#### [DIRECTIONS]
Word for word, copy every line of the data.

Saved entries
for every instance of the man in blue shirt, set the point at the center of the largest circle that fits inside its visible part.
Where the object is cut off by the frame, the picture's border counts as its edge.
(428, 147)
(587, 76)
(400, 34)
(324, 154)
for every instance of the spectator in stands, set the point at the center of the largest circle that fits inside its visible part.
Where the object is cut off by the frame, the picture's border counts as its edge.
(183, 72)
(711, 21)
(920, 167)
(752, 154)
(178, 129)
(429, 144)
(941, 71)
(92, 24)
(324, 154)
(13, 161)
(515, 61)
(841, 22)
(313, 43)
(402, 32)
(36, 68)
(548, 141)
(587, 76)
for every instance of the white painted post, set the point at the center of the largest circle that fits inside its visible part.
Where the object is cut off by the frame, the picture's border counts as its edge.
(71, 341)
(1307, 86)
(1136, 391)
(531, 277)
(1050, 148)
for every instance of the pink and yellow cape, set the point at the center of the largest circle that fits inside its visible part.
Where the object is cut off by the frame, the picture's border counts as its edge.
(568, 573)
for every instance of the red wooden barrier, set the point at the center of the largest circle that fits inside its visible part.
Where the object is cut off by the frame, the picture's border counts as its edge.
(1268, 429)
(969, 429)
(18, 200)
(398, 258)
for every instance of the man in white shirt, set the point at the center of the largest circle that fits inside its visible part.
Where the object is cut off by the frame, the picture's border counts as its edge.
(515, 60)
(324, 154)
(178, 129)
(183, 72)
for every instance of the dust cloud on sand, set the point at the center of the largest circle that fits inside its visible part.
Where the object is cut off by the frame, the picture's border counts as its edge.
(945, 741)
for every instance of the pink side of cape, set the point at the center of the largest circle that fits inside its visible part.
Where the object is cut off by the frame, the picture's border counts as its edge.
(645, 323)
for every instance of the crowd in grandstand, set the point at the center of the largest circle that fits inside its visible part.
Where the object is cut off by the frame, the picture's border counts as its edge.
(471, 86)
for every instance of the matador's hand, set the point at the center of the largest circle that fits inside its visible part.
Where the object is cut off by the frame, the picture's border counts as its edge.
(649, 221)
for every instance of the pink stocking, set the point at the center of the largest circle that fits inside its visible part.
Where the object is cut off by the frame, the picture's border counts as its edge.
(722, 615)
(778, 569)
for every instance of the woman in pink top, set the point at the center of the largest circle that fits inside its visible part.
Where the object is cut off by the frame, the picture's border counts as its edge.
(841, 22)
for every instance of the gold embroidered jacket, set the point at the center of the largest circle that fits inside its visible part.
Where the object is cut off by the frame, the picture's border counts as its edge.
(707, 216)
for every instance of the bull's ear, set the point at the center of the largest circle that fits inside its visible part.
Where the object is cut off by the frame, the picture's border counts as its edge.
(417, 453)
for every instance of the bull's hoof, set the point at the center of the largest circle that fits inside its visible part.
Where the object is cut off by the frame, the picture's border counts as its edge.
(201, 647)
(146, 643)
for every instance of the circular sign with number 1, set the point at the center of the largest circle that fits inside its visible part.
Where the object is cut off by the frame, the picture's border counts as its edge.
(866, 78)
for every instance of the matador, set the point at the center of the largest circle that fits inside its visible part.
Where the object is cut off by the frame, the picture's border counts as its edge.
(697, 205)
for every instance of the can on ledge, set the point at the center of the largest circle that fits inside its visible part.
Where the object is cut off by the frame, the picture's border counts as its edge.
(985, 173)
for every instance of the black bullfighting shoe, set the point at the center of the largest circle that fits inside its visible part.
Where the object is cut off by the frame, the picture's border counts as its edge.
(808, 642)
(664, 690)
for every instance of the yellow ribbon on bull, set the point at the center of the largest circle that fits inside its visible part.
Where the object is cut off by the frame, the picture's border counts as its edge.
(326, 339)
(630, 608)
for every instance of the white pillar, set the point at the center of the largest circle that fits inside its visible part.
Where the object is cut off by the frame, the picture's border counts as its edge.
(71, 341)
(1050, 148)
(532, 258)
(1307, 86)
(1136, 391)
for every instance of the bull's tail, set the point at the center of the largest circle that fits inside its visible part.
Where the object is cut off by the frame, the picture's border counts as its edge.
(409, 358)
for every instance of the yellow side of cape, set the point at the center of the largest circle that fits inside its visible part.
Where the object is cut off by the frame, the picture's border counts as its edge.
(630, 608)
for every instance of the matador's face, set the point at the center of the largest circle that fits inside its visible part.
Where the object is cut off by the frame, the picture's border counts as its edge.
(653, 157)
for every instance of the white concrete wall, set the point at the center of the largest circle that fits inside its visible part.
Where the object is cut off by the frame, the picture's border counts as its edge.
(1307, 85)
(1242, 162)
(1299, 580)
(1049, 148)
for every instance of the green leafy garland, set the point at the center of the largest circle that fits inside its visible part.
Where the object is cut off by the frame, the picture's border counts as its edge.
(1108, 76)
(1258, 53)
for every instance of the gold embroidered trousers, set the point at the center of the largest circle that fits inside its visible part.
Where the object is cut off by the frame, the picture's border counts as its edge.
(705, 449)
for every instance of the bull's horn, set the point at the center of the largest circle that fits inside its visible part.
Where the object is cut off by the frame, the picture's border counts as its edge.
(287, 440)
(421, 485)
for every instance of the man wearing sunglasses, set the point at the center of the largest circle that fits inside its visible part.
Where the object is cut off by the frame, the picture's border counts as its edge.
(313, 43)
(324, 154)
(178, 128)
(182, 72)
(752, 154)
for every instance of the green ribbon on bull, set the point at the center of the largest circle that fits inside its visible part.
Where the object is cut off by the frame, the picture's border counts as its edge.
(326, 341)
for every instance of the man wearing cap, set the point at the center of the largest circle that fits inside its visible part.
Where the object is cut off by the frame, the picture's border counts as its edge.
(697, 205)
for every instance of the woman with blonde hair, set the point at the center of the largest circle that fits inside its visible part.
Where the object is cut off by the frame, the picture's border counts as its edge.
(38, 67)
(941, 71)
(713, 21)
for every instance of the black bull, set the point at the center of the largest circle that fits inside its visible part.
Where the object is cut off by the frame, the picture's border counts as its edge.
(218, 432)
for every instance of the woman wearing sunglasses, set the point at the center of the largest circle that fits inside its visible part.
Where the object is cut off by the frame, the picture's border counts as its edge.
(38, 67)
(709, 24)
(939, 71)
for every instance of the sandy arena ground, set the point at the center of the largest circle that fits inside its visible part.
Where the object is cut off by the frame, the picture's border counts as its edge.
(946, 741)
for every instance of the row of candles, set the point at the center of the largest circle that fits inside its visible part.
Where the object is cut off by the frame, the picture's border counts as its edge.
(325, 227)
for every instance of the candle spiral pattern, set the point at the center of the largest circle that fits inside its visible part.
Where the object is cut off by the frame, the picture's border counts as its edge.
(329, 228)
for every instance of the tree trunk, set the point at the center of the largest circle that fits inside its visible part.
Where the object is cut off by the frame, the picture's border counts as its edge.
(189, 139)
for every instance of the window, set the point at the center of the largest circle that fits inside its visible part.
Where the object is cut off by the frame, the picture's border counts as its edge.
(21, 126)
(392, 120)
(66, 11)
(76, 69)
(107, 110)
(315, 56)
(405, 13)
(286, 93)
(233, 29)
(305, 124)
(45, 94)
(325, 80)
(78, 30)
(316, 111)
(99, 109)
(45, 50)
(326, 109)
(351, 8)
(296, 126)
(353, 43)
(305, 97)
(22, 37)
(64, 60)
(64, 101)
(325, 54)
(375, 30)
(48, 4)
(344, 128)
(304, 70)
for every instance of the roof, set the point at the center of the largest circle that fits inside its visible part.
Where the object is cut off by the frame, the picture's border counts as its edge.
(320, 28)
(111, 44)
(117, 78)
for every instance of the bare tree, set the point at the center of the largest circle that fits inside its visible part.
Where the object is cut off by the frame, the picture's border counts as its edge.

#### [EXERCISE SOLUTION]
for every instance of the man in blue shirt, set the point at the center of the largest circle that fits inside its visible part.
Where the object is cut off by the frame, the picture's border counts as its edge.
(428, 147)
(587, 76)
(400, 34)
(324, 154)
for every instance of the spectator in stands, set the point at the center of the largest circle that fits inside its visible part.
Where the object is cut off by the frame, the picture's border counts as its edge.
(183, 72)
(711, 21)
(920, 167)
(752, 154)
(178, 129)
(429, 144)
(941, 71)
(92, 24)
(324, 154)
(13, 161)
(515, 61)
(841, 22)
(313, 43)
(402, 32)
(36, 68)
(548, 141)
(587, 76)
for every instance of the white painted post, set the point at the center of the largest circle that fits inside its visible part.
Where the object is cut off by the frame, the picture's border counts as its edge.
(71, 341)
(1307, 86)
(1136, 391)
(531, 277)
(1050, 148)
for every instance of the pink and yellow cape, set the point at the center of the largest circle that fits inside its visible part.
Where the object is cut off by the frame, the picture's border counts as its edge.
(568, 573)
for every instance of the red wooden barrier, set the point at the center of the largest circle that fits inside its visible part.
Where the object is cut off by the frame, the picture's border counts as its edge.
(1268, 429)
(969, 429)
(18, 200)
(398, 258)
for every instance of the man in white shirt, set the point at the center of the largest circle that fits inside its visible part.
Where the object is cut off by the frame, the picture's border counts as its edge.
(515, 60)
(324, 154)
(178, 129)
(183, 72)
for every instance of the dust cloud on sand, set the point at the center of the largest circle that fits inside its visible part.
Where the object is cut off by the frame, the picture's border counts as its edge.
(945, 741)
for every instance of the pink side of cape, set the point at the center of the largest circle that fits inside its visible part.
Where the object is cut off by the frame, the picture's border counts as its edge.
(645, 323)
for every instance of the crowd in grandstand, set the point at the center of the largest circle that fits inside its visible part.
Where the object is cut off by the frame, the picture's border counts as its edge.
(471, 86)
for every instance of the matador's hand, set the point at the center of the largest circle that fits inside its visible part.
Where the object is cut off by the frame, the picture's border counts as its edge.
(649, 221)
for every instance of the pink stocking, set the point at the center of the largest circle that fits inside its visible part.
Where the object is cut off by the frame, the picture's border counts as its edge.
(722, 615)
(778, 569)
for every instance of the woman in pink top, set the point at the center of the largest circle that fits inside its visible part.
Where the object is cut off by the frame, the picture's border counts as its edge.
(841, 22)
for every instance of the gold embroidered jacket, set the point at the center of the largest circle that fits inside its visible part.
Where the object is cut off by the frame, the picture's border counts as its edge.
(707, 216)
for every instance of the bull's ear, set the point at the center of the largest circle that fits inside its visible part.
Where the object is cut off by the frame, the picture's border counts as its edge.
(417, 453)
for every instance of the bull's hoof, set the point at the center of the largest circle that fits inside its visible part.
Where the object is cut off by the frame, the picture's border counts as its edge.
(201, 647)
(146, 643)
for every instance of the circular sign with number 1, set the point at the center of the largest circle that fits inside its visible part.
Where the object is cut off by the frame, the picture's border counts as its edge.
(866, 78)
for every instance of the matador, set the point at the center of the largest circle that fits inside its visible part.
Where the object is cut off by the frame, the picture's border counts as its edge.
(697, 205)
for every instance of the can on ledge, set the point at the center of the largest circle that fits inside its visible part.
Where the object is cut off by the frame, the picture's border counts as its edge.
(985, 173)
for every instance of the black bullfighting shoe, set the point at the center of the largest circle that fits inside its visible part.
Where the object is cut off by the frame, the picture's border counts as its edge.
(808, 642)
(664, 690)
for every instance of the yellow ribbon on bull, set the point at the center of the largest circle that fits inside its visible part.
Where the object is cut off by the frame, the picture's border counts as its edge.
(326, 339)
(630, 608)
for every instance of the white pillar, set the point at the center of the largest circle that fits inside its visible part.
Where the object is cut off by the frame, the picture's border counts as its edge.
(71, 341)
(1050, 148)
(532, 258)
(1307, 86)
(1136, 391)
for every instance of the bull's tail, set the point at the center of the largest circle that fits inside its visible part.
Where the object is cut off by the frame, the picture's border counts as its edge.
(409, 358)
for every instance of the yellow side of cape, set the point at the center of the largest circle that fits inside its visible part.
Where the object is cut off by the frame, the picture's border counts as its edge.
(630, 608)
for every instance of the matador's face, set the point at the center of the largest circle that fits inside its visible part.
Where the object is cut off by the frame, the picture's border counts as its edge.
(653, 157)
for every instance of the white concrete wall, set the point at the center of the largest circle that fits inside its visible part.
Where the object is cut off by the frame, the picture's border counts as its edge.
(1307, 85)
(1242, 162)
(1299, 580)
(1049, 148)
for every instance of the green leafy garland, set the point at the center of the largest circle that fits inside its visible part.
Where the object is cut off by the frame, the picture's border counts as its edge.
(1108, 76)
(1258, 53)
for every instance of the gold embroidered trousers, set the point at the center of the largest circle that fits inside its visible part.
Where the object is cut off by the frame, the picture's border counts as its edge.
(705, 449)
for every instance of the bull's horn, set the point at the center of the largest circle that fits inside its visible part.
Where the object is cut off by the frame, the picture's border counts as its edge.
(287, 440)
(421, 485)
for every instance of the man wearing sunglasses, set the point at the center of the largest circle that fits inside its visible part.
Where the object is cut off by the frame, the picture's border counts as its edge.
(313, 43)
(324, 154)
(178, 128)
(182, 72)
(752, 154)
for every instance of the green ribbon on bull, set the point at the center of the largest circle that fits inside its visible part.
Where the object is cut off by the frame, the picture's border counts as its edge.
(326, 341)
for every instance of the man wearing cap, set the point at the center of the largest circle that fits inside its visible part.
Where the object is cut off by the frame, the picture's border counts as its edge.
(697, 205)
for every instance of the woman with blonde hair, set the point at the center of the largest circle that fits inside its visible part.
Where the object is cut off by the frame, the picture's border counts as its edge.
(38, 67)
(941, 71)
(713, 21)
for every instance of the black bull, set the point at the center of the largest circle that fits inside its visible part.
Where the object is cut off by the frame, the picture's border counts as its edge.
(218, 432)
for every instance of the woman wearing sunglasses, set the point at the center of the largest circle that fits inside its visible part.
Where the object is cut off by the frame, the picture's border counts as its edge.
(38, 67)
(709, 24)
(939, 71)
for every instance of the sandy arena ground, set the point at the center of the largest circle that fits inside its visible part.
Where the object is cut off by the frame, the picture's border counts as its edge.
(946, 741)
for every instance of the row of candles, set the point at the center of the largest circle that fits inside its visible part.
Where the object is cut off by the frame, the picture's border counts as its edge.
(325, 227)
for every instance of the candle spiral pattern, set the point at the center of the largest circle that fits inside its visible part.
Where the object is cut off by the frame, the picture's border counts as its edge.
(329, 228)
for every instance of the tree trunk, set the point at the center of the largest circle that fits inside its visible part.
Where the object is cut off by the frame, the picture's border counts as its edge.
(189, 139)
for every instance of the window, set the point at the center of the largest circle that fits inside its visible part.
Where the object is cut off by the frame, the picture's border counts as its edge.
(21, 126)
(392, 120)
(66, 11)
(76, 69)
(107, 110)
(315, 56)
(405, 13)
(286, 93)
(233, 29)
(305, 124)
(45, 94)
(325, 80)
(78, 30)
(316, 111)
(99, 109)
(45, 50)
(326, 109)
(351, 8)
(296, 126)
(353, 43)
(305, 97)
(22, 37)
(64, 60)
(64, 101)
(325, 54)
(375, 30)
(48, 4)
(344, 128)
(304, 70)
for every instance of the roof, set the point at the center of the largest circle that fits inside its visible part.
Where the object is cut off by the frame, the picture's border counts as its edge.
(320, 28)
(111, 44)
(117, 78)
for every instance of the bare tree, set the point at the center of the largest circle that fits inside its visible part.
Where the object is cut off by the frame, the picture's border counts as its edge.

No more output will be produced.